EXERCISE MATERIAL: Begin
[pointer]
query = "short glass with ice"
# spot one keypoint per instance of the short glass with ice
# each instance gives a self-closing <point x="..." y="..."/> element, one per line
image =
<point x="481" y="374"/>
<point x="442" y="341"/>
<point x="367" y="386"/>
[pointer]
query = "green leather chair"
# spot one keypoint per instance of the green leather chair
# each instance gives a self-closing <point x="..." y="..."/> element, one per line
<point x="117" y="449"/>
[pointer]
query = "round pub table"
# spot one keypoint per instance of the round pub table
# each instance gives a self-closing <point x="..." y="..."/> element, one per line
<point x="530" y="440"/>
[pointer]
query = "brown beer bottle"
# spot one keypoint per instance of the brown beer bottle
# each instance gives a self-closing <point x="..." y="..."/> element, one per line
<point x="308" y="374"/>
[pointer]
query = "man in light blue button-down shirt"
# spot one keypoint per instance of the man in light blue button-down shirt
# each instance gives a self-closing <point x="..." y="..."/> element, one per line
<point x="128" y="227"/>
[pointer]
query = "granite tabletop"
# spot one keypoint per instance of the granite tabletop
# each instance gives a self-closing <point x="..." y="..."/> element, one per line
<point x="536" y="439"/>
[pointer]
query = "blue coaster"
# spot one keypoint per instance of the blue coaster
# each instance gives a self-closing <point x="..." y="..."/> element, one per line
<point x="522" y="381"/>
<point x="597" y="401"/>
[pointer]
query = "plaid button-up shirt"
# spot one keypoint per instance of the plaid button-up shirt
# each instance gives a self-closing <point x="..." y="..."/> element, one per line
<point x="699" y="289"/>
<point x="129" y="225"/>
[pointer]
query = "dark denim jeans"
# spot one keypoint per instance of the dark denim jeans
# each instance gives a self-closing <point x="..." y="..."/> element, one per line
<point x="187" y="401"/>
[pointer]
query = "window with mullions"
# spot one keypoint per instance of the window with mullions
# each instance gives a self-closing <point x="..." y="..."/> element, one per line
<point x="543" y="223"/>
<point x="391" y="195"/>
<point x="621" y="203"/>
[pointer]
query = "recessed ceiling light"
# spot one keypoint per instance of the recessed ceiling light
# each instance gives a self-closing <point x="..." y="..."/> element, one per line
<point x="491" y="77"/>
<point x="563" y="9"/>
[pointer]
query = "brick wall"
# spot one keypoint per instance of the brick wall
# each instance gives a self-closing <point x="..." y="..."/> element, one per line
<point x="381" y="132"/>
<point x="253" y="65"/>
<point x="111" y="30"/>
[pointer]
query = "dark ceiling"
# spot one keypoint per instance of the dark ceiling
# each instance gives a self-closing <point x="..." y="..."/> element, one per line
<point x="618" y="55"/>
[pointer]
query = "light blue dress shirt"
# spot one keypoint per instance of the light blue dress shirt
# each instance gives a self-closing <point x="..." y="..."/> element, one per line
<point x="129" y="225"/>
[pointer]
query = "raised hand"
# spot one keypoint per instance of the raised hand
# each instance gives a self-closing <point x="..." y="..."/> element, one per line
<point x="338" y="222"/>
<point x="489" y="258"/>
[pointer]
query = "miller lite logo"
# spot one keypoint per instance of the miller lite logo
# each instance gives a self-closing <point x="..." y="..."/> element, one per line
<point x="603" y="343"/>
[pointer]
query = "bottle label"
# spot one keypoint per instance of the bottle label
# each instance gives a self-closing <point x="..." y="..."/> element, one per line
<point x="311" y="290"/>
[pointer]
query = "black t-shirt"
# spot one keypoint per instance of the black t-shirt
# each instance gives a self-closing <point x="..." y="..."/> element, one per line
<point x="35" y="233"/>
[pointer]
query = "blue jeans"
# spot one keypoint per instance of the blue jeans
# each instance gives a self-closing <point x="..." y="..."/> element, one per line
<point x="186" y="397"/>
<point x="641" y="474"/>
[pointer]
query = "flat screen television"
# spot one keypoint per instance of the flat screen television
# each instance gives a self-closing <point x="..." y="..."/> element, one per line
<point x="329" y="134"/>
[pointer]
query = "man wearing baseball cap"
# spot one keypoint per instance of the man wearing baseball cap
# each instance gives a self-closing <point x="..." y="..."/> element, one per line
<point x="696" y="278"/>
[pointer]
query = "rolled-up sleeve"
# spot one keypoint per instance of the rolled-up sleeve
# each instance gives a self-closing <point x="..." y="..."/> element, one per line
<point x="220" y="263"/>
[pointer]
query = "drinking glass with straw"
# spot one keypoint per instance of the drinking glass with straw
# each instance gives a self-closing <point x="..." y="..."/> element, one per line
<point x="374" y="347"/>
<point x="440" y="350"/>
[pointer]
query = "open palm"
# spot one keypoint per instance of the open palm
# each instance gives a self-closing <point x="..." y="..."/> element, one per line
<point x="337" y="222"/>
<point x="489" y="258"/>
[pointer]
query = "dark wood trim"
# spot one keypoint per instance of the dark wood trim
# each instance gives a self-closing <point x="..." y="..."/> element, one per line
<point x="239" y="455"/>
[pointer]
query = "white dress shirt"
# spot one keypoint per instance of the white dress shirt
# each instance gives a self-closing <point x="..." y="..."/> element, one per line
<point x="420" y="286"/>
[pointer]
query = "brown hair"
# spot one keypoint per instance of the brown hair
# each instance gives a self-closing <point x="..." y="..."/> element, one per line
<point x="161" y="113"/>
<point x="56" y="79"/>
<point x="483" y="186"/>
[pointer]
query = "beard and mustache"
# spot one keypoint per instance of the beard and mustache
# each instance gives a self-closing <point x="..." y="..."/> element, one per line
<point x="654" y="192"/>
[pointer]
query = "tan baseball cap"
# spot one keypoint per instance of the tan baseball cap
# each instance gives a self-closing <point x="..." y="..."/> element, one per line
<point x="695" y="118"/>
EXERCISE MATERIAL: End
▶ **DESCRIPTION OF THE TASK**
Output the material verbatim, including every line.

▶ **RESPONSE BELOW**
[pointer]
query = "short glass with ice"
# spot one keypoint per instance of the short glass with ice
# each instance gives a self-closing <point x="..." y="..."/> element, one per line
image =
<point x="481" y="374"/>
<point x="442" y="341"/>
<point x="367" y="386"/>
[pointer]
query = "green leather chair"
# spot one keypoint per instance of the green leather chair
# each instance gives a self-closing <point x="..." y="..."/> element, one per line
<point x="117" y="449"/>
[pointer]
query = "round pub table"
# spot one keypoint per instance of the round pub table
# each instance gives a self-closing <point x="..." y="..."/> element, one per line
<point x="530" y="440"/>
[pointer]
query = "brown beer bottle"
# spot one keypoint per instance of the brown beer bottle
# each instance gives a self-closing <point x="..." y="..."/> element, one per line
<point x="308" y="374"/>
[pointer]
query = "man in light blue button-down shirt"
# spot one keypoint per instance of the man in light blue button-down shirt
# each instance gives a self-closing <point x="..." y="..."/> element, one per line
<point x="128" y="227"/>
[pointer]
query = "granite tabletop"
# spot one keypoint per instance of the granite tabletop
# each instance gives a self-closing <point x="..." y="..."/> element, one per line
<point x="536" y="439"/>
[pointer]
query = "blue coaster"
# spot one keypoint per instance of the blue coaster
# each instance gives a self-closing <point x="..." y="..."/> element, one per line
<point x="522" y="381"/>
<point x="597" y="401"/>
[pointer]
query = "plaid button-up shirt"
# spot one keypoint per instance of the plaid button-up shirt
# each instance gives a self-closing <point x="..." y="..."/> element, one per line
<point x="699" y="289"/>
<point x="129" y="225"/>
[pointer]
query = "dark denim jeans"
# spot one keypoint per instance of the dark denim jeans
# each instance gives a self-closing <point x="..." y="..."/> element, one per line
<point x="187" y="401"/>
[pointer]
query = "window with mullions"
# spot one keypoint per instance of the window with mullions
# each instance gives a self-closing <point x="..." y="..."/> element, one per line
<point x="543" y="223"/>
<point x="391" y="195"/>
<point x="621" y="203"/>
[pointer]
query = "recessed ceiling light"
# spot one keypoint per instance of the recessed ceiling light
# each instance gives a self-closing <point x="..." y="..."/> element, one per line
<point x="491" y="77"/>
<point x="563" y="9"/>
[pointer]
query = "brick wall"
# spot one keypoint per instance of the brick wall
# each instance gives a self-closing <point x="..." y="..."/> element, one per line
<point x="381" y="132"/>
<point x="253" y="65"/>
<point x="111" y="30"/>
[pointer]
query = "dark ceiling"
# spot one keypoint per instance of the dark ceiling
# each instance gives a self-closing <point x="..." y="..."/> element, one per line
<point x="618" y="55"/>
[pointer]
query = "light blue dress shirt"
# spot one keypoint per instance of the light blue dress shirt
# each instance gives a self-closing <point x="..." y="..."/> element, one per line
<point x="129" y="225"/>
[pointer]
query = "raised hand"
# spot one keypoint per instance of the raised hand
# each instance gives a self-closing <point x="..." y="..."/> element, one per line
<point x="338" y="222"/>
<point x="489" y="258"/>
[pointer]
query = "miller lite logo"
# spot one keypoint per instance of the miller lite logo
# each instance gives a self-closing <point x="..." y="..."/> element, one per line
<point x="603" y="343"/>
[pointer]
query = "bottle label"
# spot one keypoint per instance of the bottle label
# each instance gives a self-closing <point x="..." y="..."/> element, one per line
<point x="311" y="290"/>
[pointer]
query = "black t-shirt"
# spot one keypoint per instance of the black t-shirt
# each instance gives a self-closing <point x="..." y="..."/> element, one per line
<point x="35" y="233"/>
[pointer]
query = "blue jeans"
# spot one keypoint per instance of the blue jeans
# each instance gives a self-closing <point x="..." y="..."/> element, one per line
<point x="186" y="397"/>
<point x="641" y="474"/>
[pointer]
query = "flat screen television"
# spot one keypoint per instance of the flat screen television
# each instance gives a self-closing <point x="..." y="..."/> element, one per line
<point x="329" y="134"/>
[pointer]
query = "man wearing baseball cap"
# spot one keypoint per instance of the man wearing baseball cap
# each instance gives a self-closing <point x="..." y="..."/> element, one per line
<point x="696" y="278"/>
[pointer]
query = "rolled-up sleeve"
# spot one keypoint per instance of the rolled-up sleeve
# each instance gives a self-closing <point x="..." y="..."/> element, one per line
<point x="220" y="263"/>
[pointer]
query = "drinking glass with straw"
# spot one keypoint per instance of the drinking glass with straw
# each instance gives a self-closing <point x="..." y="..."/> element, one per line
<point x="374" y="347"/>
<point x="440" y="350"/>
[pointer]
query = "open palm"
# spot one keypoint per instance of the open palm
# each instance gives a self-closing <point x="..." y="..."/> element, one per line
<point x="337" y="222"/>
<point x="489" y="258"/>
[pointer]
query = "dark wood trim"
# spot one keypoint per instance of the dark wood trim
# each instance gives a self-closing <point x="..." y="..."/> element, one per line
<point x="239" y="455"/>
[pointer]
query = "white dress shirt"
# spot one keypoint per instance of the white dress shirt
# each instance gives a self-closing <point x="..." y="..."/> element, one per line
<point x="420" y="286"/>
[pointer]
query = "brown hair"
# spot one keypoint per instance of the brown hair
# each instance gives a self-closing <point x="..." y="..."/> element, one per line
<point x="161" y="113"/>
<point x="56" y="79"/>
<point x="483" y="186"/>
[pointer]
query = "beard and mustache"
# spot one keypoint per instance of the beard and mustache
# each instance gives a self-closing <point x="..." y="..."/> element, one per line
<point x="654" y="192"/>
[pointer]
query = "tan baseball cap"
# spot one keypoint per instance of the tan baseball cap
# each instance gives a self-closing <point x="..." y="..."/> element, one per line
<point x="695" y="118"/>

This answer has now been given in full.